## Selected extract
╔══

Last night, I asked the lovely people on my Discord server how I could try out the preview of Windows 11. More specifically, I wanted a ‘pure’ Windows experience – i.e. one that didn’t involve some sort of hack-around with a Mac.

They had no idea. And that’s troublesome. Because they know their stuff (far more than I).

In fact, more worryingly, it turns out that no one seems to know what you need to run Windows 11 – including Microsoft itself.

Ironically, I was informed by the Discord crew that the easiest way for someone in my position to give Windows 11 a try would be to run it via a virtual machine on an Intel Mac.

This is a shame because I really don’t want to do that. For a while now, I’ve been planning a return to Windows for a short period of time to see what I’ve been missing out on. The Windows 11 announcement seemed like a great excuse to do so.

But there are so many problems.

The blog post no one should have to publish

Yesterday, The Windows Team published a blog post titled ‘Update on Windows 11 minimum system requirements’.

It’s one of the strangest things I’ve ever read.

It starts with the rather exciting news that they’re releasing the first Insider build for Windows 11 and confirms that The Windows Team is very excited about the insight its users will get “from you installing and using on a variety of your PCs”.

This is the first hint that something is amiss. There’s not much conviction in that sentence, is there? What, exactly, does “a variety of your PCs” mean?

Calamity then ensues. The Windows Team admits that the intention with the blog post is to “acknowledge and clarify the confusion caused by our PC Health Check tool”. They even suggest that they’ll be able to “set the path for how we will learn and adjust”, as though the Windows user base has inadvertently joined them during the very early stages of Windows 11’s development.

But there’s some good news, folks. The team confirms that security, reliability and compatibility drive its decisions. It’s just a shame that clarity isn’t among those words.

From what I hear, this blog post has done nothing more than anger and further confuse Windows aficionados. And I can see why.

At 798 words long, it features long, rambling sentences that feel rushed, and the post itself is tagged with an onerous UPDATED at the bottom of the screen. It is indeed lovely that they’re big enough to acknowledge the confusion caused by the initial launch announcement, but to simply add to that confusion with another failed attempt at answering the most basic of questions (will Windows work on my computer?), doesn’t bode well for the birth of Windows 11.

Haven’t we been here before?

They talk about Windows Hello, virtualization-based security, hypervisor-protected code integrity and TPM, which is apparently their version of Apple’s T2 chip.

╚══

## Task details
Please return the part of the Windows 11 post starting with "At 798 words" and going on through "Apple’s T2 chip.", word for word. The data that comes next has no part in this work.

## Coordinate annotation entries
╔══

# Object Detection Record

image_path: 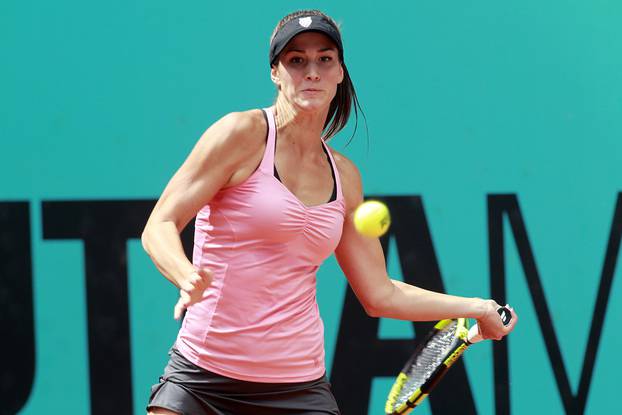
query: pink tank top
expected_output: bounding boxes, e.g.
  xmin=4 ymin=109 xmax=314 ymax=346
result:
xmin=176 ymin=108 xmax=345 ymax=383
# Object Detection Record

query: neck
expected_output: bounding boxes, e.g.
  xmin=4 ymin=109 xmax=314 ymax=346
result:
xmin=275 ymin=95 xmax=329 ymax=152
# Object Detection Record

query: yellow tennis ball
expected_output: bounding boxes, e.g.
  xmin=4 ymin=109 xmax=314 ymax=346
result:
xmin=354 ymin=200 xmax=391 ymax=238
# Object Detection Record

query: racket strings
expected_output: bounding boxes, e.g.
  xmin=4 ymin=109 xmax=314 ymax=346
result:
xmin=395 ymin=321 xmax=458 ymax=406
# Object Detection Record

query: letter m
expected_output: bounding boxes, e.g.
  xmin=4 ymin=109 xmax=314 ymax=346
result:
xmin=488 ymin=193 xmax=622 ymax=415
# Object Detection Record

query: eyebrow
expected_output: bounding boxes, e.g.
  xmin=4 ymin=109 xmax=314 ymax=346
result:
xmin=285 ymin=47 xmax=337 ymax=53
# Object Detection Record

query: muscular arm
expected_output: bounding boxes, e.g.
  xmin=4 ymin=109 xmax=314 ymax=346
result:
xmin=141 ymin=112 xmax=265 ymax=287
xmin=335 ymin=154 xmax=516 ymax=338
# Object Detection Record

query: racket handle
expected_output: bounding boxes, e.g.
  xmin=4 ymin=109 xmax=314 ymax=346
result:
xmin=467 ymin=307 xmax=512 ymax=344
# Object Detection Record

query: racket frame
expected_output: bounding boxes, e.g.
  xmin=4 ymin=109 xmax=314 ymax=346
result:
xmin=385 ymin=318 xmax=471 ymax=415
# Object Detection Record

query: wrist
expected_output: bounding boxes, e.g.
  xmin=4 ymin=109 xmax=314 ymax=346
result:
xmin=174 ymin=261 xmax=197 ymax=287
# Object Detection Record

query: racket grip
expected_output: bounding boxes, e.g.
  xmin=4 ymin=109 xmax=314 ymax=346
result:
xmin=467 ymin=307 xmax=512 ymax=344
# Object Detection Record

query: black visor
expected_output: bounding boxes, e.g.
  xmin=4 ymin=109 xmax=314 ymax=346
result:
xmin=270 ymin=16 xmax=343 ymax=65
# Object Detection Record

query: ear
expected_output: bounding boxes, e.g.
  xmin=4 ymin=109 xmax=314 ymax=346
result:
xmin=270 ymin=65 xmax=279 ymax=85
xmin=337 ymin=64 xmax=344 ymax=84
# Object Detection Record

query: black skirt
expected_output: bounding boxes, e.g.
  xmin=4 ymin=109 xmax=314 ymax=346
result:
xmin=147 ymin=348 xmax=340 ymax=415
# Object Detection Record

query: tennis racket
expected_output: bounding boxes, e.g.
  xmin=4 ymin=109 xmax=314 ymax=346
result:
xmin=385 ymin=307 xmax=512 ymax=415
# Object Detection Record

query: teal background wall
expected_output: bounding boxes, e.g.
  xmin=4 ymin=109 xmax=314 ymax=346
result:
xmin=0 ymin=0 xmax=622 ymax=415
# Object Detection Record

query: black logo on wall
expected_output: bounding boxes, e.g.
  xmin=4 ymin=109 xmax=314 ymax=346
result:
xmin=0 ymin=193 xmax=622 ymax=415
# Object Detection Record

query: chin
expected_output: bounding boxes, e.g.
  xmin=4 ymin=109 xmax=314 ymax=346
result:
xmin=296 ymin=99 xmax=330 ymax=112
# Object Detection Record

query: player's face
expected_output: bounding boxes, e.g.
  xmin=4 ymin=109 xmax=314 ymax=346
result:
xmin=271 ymin=32 xmax=343 ymax=111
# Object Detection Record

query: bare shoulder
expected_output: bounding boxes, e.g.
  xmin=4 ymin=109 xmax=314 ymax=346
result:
xmin=201 ymin=109 xmax=267 ymax=157
xmin=331 ymin=149 xmax=363 ymax=212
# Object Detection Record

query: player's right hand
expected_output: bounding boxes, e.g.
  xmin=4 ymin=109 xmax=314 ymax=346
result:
xmin=173 ymin=268 xmax=213 ymax=320
xmin=477 ymin=300 xmax=518 ymax=340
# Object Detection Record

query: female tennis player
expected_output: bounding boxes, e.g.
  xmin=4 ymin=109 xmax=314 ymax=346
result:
xmin=142 ymin=10 xmax=518 ymax=415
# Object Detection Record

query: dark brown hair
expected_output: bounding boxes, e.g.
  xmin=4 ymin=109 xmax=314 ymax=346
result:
xmin=270 ymin=10 xmax=367 ymax=143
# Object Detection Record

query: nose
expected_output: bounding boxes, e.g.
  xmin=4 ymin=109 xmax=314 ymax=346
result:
xmin=306 ymin=64 xmax=320 ymax=81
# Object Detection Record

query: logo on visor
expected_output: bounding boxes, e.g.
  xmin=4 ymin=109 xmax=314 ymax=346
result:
xmin=298 ymin=17 xmax=311 ymax=27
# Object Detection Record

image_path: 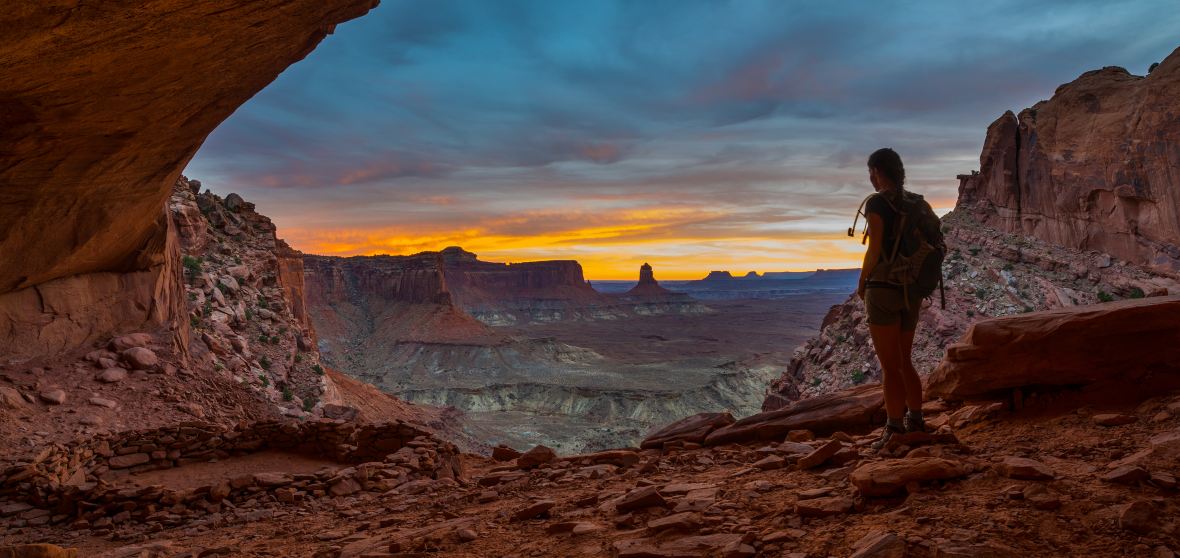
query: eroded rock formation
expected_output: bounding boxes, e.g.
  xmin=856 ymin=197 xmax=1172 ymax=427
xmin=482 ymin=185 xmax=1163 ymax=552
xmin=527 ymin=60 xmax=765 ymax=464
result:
xmin=957 ymin=50 xmax=1180 ymax=271
xmin=0 ymin=0 xmax=376 ymax=359
xmin=927 ymin=296 xmax=1180 ymax=399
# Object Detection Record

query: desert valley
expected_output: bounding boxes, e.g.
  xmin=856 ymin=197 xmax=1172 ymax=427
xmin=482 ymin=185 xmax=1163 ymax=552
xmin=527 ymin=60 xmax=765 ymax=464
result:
xmin=0 ymin=0 xmax=1180 ymax=558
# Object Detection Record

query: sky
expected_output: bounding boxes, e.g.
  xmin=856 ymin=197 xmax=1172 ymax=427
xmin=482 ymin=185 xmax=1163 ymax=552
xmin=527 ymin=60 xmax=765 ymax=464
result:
xmin=185 ymin=0 xmax=1180 ymax=280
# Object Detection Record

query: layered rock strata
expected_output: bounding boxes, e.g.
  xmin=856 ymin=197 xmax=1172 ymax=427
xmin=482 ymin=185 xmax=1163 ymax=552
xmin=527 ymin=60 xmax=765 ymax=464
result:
xmin=927 ymin=296 xmax=1180 ymax=399
xmin=957 ymin=45 xmax=1180 ymax=271
xmin=0 ymin=0 xmax=376 ymax=359
xmin=762 ymin=210 xmax=1180 ymax=411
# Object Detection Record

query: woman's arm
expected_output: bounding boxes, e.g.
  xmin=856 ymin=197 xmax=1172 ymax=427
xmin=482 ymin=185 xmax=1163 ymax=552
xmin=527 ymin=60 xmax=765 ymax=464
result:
xmin=857 ymin=212 xmax=885 ymax=298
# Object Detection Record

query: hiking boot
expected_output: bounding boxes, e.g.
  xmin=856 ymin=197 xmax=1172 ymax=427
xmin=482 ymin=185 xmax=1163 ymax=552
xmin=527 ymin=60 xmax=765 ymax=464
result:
xmin=868 ymin=422 xmax=905 ymax=452
xmin=902 ymin=413 xmax=926 ymax=432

╚══

## Solved exercise
At 798 words long, it features long, rambling sentences that feel rushed, and the post itself is tagged with an onerous UPDATED at the bottom of the screen. It is indeed lovely that they’re big enough to acknowledge the confusion caused by the initial launch announcement, but to simply add to that confusion with another failed attempt at answering the most basic of questions (will Windows work on my computer?), doesn’t bode well for the birth of Windows 11.

Haven’t we been here before?

They talk about Windows Hello, virtualization-based security, hypervisor-protected code integrity and TPM, which is apparently their version of Apple’s T2 chip.